CONSIGNES >>
a. Citez textuellement, dans le dialogue entre Socrate et Hippias, tout ce qui va de « Socrate : Si » jusqu'à « eût été juste. ».
b. Rédigez la suite du dialogue entre Socrate et Hippias en reprenant juste après sa dernière réplique.

EXTRAIT DE PAGE >>
· · · ·
Socrate : Un peu de patience, je te prie ; voici à coup sûr ce qu’il ajoutera : « Quoi, Socrate ! N’arrivera-t-il pas aux jeunes filles, si on les compare avec des déesses, la même chose qu’aux marmites si on les compare avec des jeunes [289b] filles ? La plus belle jeune fille ne paraîtra-t-elle pas laide en comparaison ? Et n’est-ce pas aussi ce que dit Héraclite, que tu cites : l’homme le plus sage ne paraîtra qu’un singe vis-à-vis de Dieu, pour la sagesse, la beauté et tout le reste ? » Accorderons-nous, Hippias, que la plus belle jeune fille est laide, comparée aux déesses ? Hippias : Qui pourrait aller là contre, Socrate ?

Socrate : Si nous lui faisons cet aveu, il se mettra à rire, et me dira : « Socrate, te rappelles-tu la question que je t’ai faite ? » [289c] Oui, répondrai-je ; tu m’as demandé ce que c’est que le beau. « Et puis, reprendra-t-il, étant interrogé sur le beau, tu me donnes pour belle une chose qui, de ton propre aveu, n’est pas plus belle que laide ? » Je serai forcé d’en convenir. Ou que me conseilles-tu, mon cher ami, de lui répondre ?

Hippias : Réponds comme tu l’as fait. Il a raison de dire que l’espèce humaine n’est pas belle en comparaison des dieux.

Socrate : « Mais, poursuivra-t-il, si je t’avais demandé, [289d] au commencement, qu’est-ce qui est en même temps beau et laid, la réponse que tu viens de me faire eût été juste.

Cependant, te semble-t-il encore que le beau par soi-même, qui orne et rend belles toutes les autres choses du moment qu’il vient s’y ajouter, soit une jeune fille, une jument ou une lyre ? »

Hippias : Si c’est là, Socrate, ce qu’il veut savoir, rien n’est plus aisé que de lui dire ce que c’est que ce beau qui sert d’ornement à tout le reste, et dont la présence embellit toutes choses. Cet homme, à ce que je vois, est un imbécile, qui ne s’y connaît pas du tout en belles choses. [289e] Tu n’as qu’à lui répondre : ce beau que tu me demandes n’est autre que l’or ; il sera bien embarrassé, et ne trouvera rien à te répliquer ; car nous savons tous qu’un objet, même laid par nature, auquel l’or vient s’ajouter, en est embelli et paré.
· · · ·
EXTRAIT DES DONNÉES >>
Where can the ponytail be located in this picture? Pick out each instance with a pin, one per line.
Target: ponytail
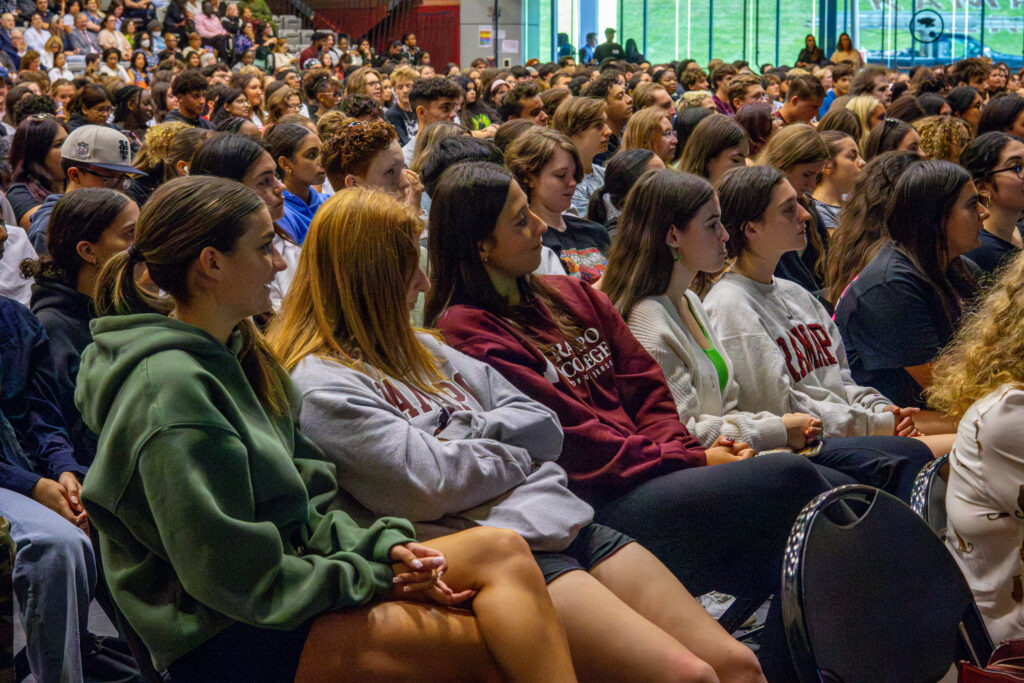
· · · ·
RÉPONSES DANS L'ORDRE >>
a.
Socrate : Si nous lui faisons cet aveu, il se mettra à rire, et me dira : « Socrate, te rappelles-tu la question que je t’ai faite ? » [289c] Oui, répondrai-je ; tu m’as demandé ce que c’est que le beau. « Et puis, reprendra-t-il, étant interrogé sur le beau, tu me donnes pour belle une chose qui, de ton propre aveu, n’est pas plus belle que laide ? » Je serai forcé d’en convenir. Ou que me conseilles-tu, mon cher ami, de lui répondre ?

Hippias : Réponds comme tu l’as fait. Il a raison de dire que l’espèce humaine n’est pas belle en comparaison des dieux.

Socrate : « Mais, poursuivra-t-il, si je t’avais demandé, [289d] au commencement, qu’est-ce qui est en même temps beau et laid, la réponse que tu viens de me faire eût été juste.

b.
Socrate : Tu ne connais pas l’homme, Hippias ; tu ignores jusqu’à quel point il est difficile, et combien il a de peine à se rendre à ce qu’on lui dit.

Hippias : Qu’est-ce que cela fait, Socrate? Il faut, bon gré mal gré, qu’il se rende à une raison quand elle est bonne, ou, sinon, qu’il se couvre de ridicule. [290a]

Socrate : Hé bien, mon cher, bien loin de se rendre à cette réponse, il s’en moquera et me dira : « Insensé que tu es, penses-tu que Phidias fût un mauvais artiste ? » Bien au contraire, lui répondrai-je, ce me semble. Hippias : Et tu auras raison.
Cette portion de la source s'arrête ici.